> [Challenge] Below are the records. Reproduce exactly the lines from the one containing "point: the tansy flower bud in this photo" through the final line, and omit any pictures.

> [Exercise materials]
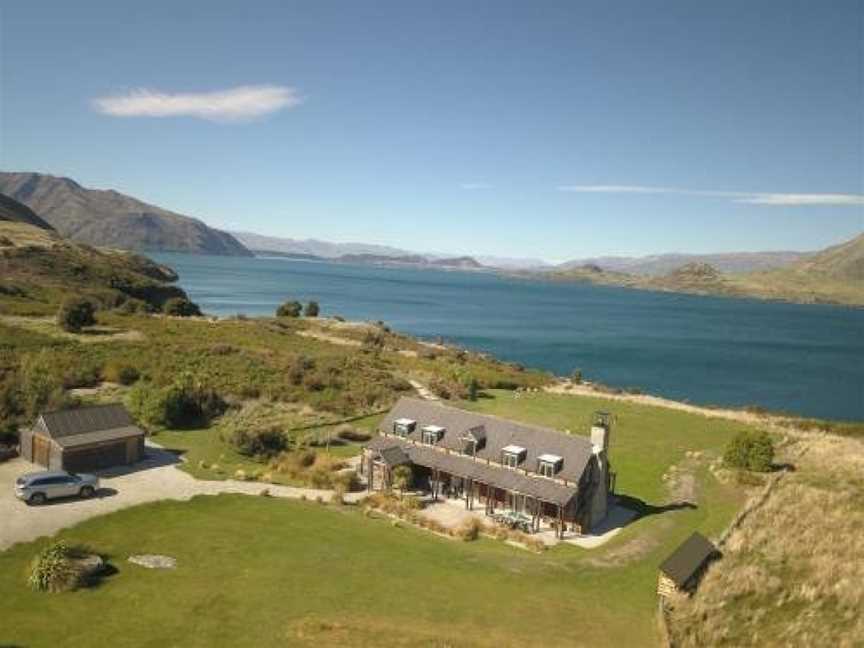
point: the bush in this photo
(75, 313)
(185, 404)
(121, 373)
(181, 307)
(469, 530)
(265, 442)
(289, 309)
(312, 309)
(55, 569)
(751, 451)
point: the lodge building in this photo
(556, 478)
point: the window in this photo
(432, 434)
(403, 427)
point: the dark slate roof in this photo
(394, 456)
(688, 558)
(575, 450)
(468, 468)
(86, 420)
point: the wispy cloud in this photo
(235, 104)
(750, 198)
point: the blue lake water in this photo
(803, 359)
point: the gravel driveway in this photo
(155, 478)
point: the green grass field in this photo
(257, 571)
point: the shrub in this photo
(121, 373)
(349, 433)
(55, 569)
(262, 442)
(289, 309)
(181, 307)
(469, 530)
(312, 309)
(750, 450)
(75, 313)
(187, 403)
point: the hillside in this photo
(13, 211)
(111, 219)
(39, 268)
(833, 276)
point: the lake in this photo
(808, 360)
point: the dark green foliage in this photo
(75, 313)
(121, 373)
(265, 442)
(55, 569)
(187, 403)
(751, 451)
(289, 309)
(181, 307)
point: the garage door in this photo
(105, 456)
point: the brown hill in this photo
(13, 211)
(112, 219)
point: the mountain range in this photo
(107, 218)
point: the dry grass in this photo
(791, 574)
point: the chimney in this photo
(600, 437)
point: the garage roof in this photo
(83, 420)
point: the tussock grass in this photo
(791, 574)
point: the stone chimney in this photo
(600, 438)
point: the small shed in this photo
(82, 439)
(681, 571)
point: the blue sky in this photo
(541, 129)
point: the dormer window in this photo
(432, 434)
(512, 455)
(548, 465)
(404, 427)
(473, 440)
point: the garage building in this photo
(84, 439)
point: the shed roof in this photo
(688, 558)
(84, 420)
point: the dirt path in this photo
(156, 478)
(423, 391)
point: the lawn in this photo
(257, 571)
(207, 446)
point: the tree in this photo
(289, 309)
(751, 451)
(75, 313)
(402, 478)
(181, 307)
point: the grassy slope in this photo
(260, 572)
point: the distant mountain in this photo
(13, 211)
(313, 247)
(114, 220)
(833, 276)
(661, 264)
(462, 263)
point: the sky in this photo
(554, 130)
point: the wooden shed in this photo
(681, 571)
(87, 438)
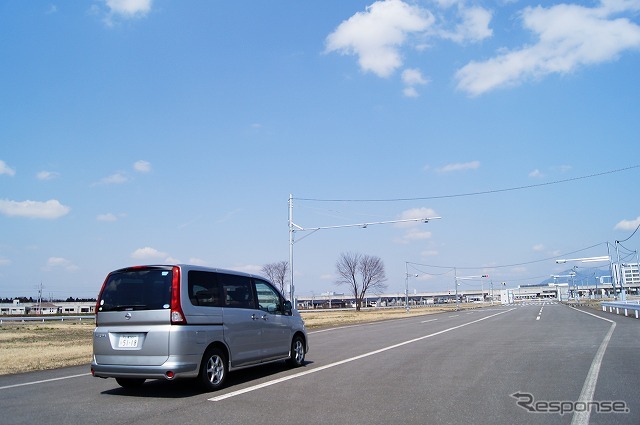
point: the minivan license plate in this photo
(128, 341)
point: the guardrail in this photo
(633, 305)
(21, 319)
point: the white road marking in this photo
(589, 387)
(341, 362)
(43, 381)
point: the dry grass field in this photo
(44, 345)
(31, 346)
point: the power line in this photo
(486, 192)
(508, 265)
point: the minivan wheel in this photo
(213, 369)
(297, 352)
(130, 382)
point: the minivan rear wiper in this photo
(129, 307)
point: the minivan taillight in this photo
(177, 316)
(98, 301)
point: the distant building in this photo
(14, 308)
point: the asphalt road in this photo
(530, 364)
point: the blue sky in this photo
(140, 131)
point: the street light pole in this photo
(584, 260)
(406, 285)
(295, 228)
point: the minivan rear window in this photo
(147, 288)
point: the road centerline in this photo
(349, 360)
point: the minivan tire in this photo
(296, 358)
(213, 369)
(130, 382)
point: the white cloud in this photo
(248, 268)
(569, 36)
(628, 224)
(142, 166)
(377, 35)
(198, 261)
(148, 253)
(47, 175)
(459, 167)
(413, 229)
(107, 217)
(5, 169)
(63, 263)
(50, 209)
(429, 253)
(129, 8)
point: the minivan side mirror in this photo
(288, 308)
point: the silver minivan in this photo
(184, 321)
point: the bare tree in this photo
(277, 273)
(362, 274)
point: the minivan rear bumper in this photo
(169, 371)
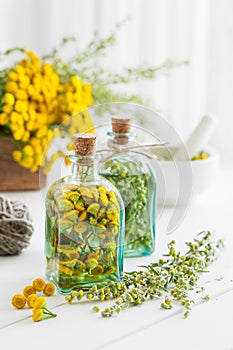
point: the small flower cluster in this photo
(113, 290)
(37, 303)
(172, 278)
(201, 155)
(33, 101)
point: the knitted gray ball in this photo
(15, 226)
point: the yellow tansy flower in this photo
(37, 315)
(49, 289)
(3, 119)
(31, 300)
(11, 87)
(40, 302)
(28, 150)
(39, 284)
(9, 98)
(18, 301)
(28, 290)
(7, 108)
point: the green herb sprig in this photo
(172, 278)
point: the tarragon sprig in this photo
(172, 277)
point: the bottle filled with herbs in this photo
(84, 238)
(126, 164)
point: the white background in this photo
(200, 31)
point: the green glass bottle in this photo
(84, 231)
(128, 168)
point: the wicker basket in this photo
(14, 177)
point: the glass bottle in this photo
(84, 224)
(126, 165)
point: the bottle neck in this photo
(120, 139)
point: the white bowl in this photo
(179, 181)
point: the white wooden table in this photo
(209, 326)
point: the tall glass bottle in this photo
(127, 166)
(84, 230)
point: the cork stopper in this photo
(121, 124)
(84, 144)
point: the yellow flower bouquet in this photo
(37, 94)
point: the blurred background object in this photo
(199, 31)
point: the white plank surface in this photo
(208, 327)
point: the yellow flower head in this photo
(21, 106)
(9, 98)
(18, 301)
(11, 87)
(28, 290)
(40, 303)
(3, 119)
(31, 300)
(7, 108)
(27, 162)
(49, 289)
(28, 150)
(39, 284)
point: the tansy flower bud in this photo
(39, 284)
(28, 290)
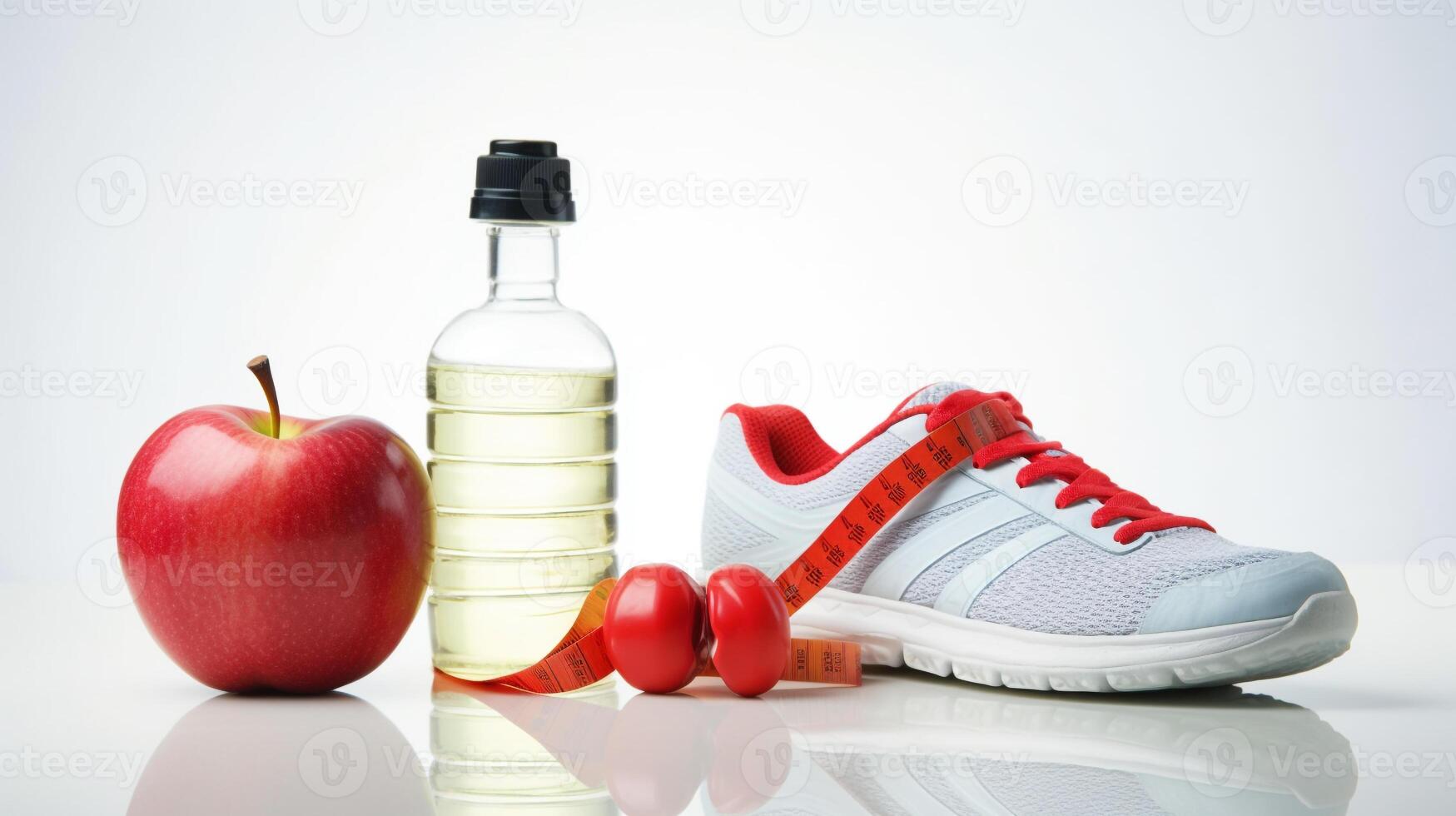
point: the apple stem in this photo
(260, 367)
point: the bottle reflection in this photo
(513, 752)
(233, 754)
(899, 745)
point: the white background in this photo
(1210, 355)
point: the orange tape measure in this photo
(579, 659)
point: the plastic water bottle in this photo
(522, 435)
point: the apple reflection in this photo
(283, 755)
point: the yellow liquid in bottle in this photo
(523, 483)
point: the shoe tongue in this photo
(932, 394)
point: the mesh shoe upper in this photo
(1069, 586)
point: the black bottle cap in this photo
(523, 181)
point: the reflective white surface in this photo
(97, 720)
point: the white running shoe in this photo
(1031, 570)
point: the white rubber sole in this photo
(893, 633)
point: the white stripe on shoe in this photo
(962, 590)
(900, 569)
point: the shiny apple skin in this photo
(655, 629)
(276, 565)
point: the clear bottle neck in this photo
(523, 262)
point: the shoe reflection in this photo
(894, 745)
(235, 754)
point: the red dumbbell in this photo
(660, 629)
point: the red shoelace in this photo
(1084, 481)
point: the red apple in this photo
(268, 553)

> [Exercise result]
point: the tansy flower bud in this photo
(39, 284)
(28, 290)
point: the apple stem in this photo
(260, 367)
point: the bottle reflection in this photo
(513, 752)
(233, 754)
(899, 745)
point: the white background in this photo
(1210, 355)
point: the orange tape measure in this photo
(579, 659)
point: the plastic water bottle in this photo
(522, 435)
point: the apple reflection in this photo
(283, 755)
point: the yellow liquid in bottle in this photo
(523, 483)
point: the shoe tongue in this photo
(932, 394)
point: the mesh shoe upper in this photo
(1069, 586)
point: the black bottle cap in this photo
(523, 181)
point: the reflective white surface in this photo
(97, 720)
point: the white running shoe in this photo
(1031, 570)
point: the white rubber sole in this photo
(893, 633)
point: the white stripe on shoe in this photo
(962, 590)
(900, 569)
point: the shiny apple skin in this photo
(655, 629)
(276, 565)
point: the clear bottle neck in this photo
(523, 262)
point: the shoe reflection in this photo
(894, 745)
(235, 754)
point: the red dumbbell in this photo
(660, 629)
point: the red shoelace in this photo
(1084, 481)
point: the red apple in this photo
(268, 553)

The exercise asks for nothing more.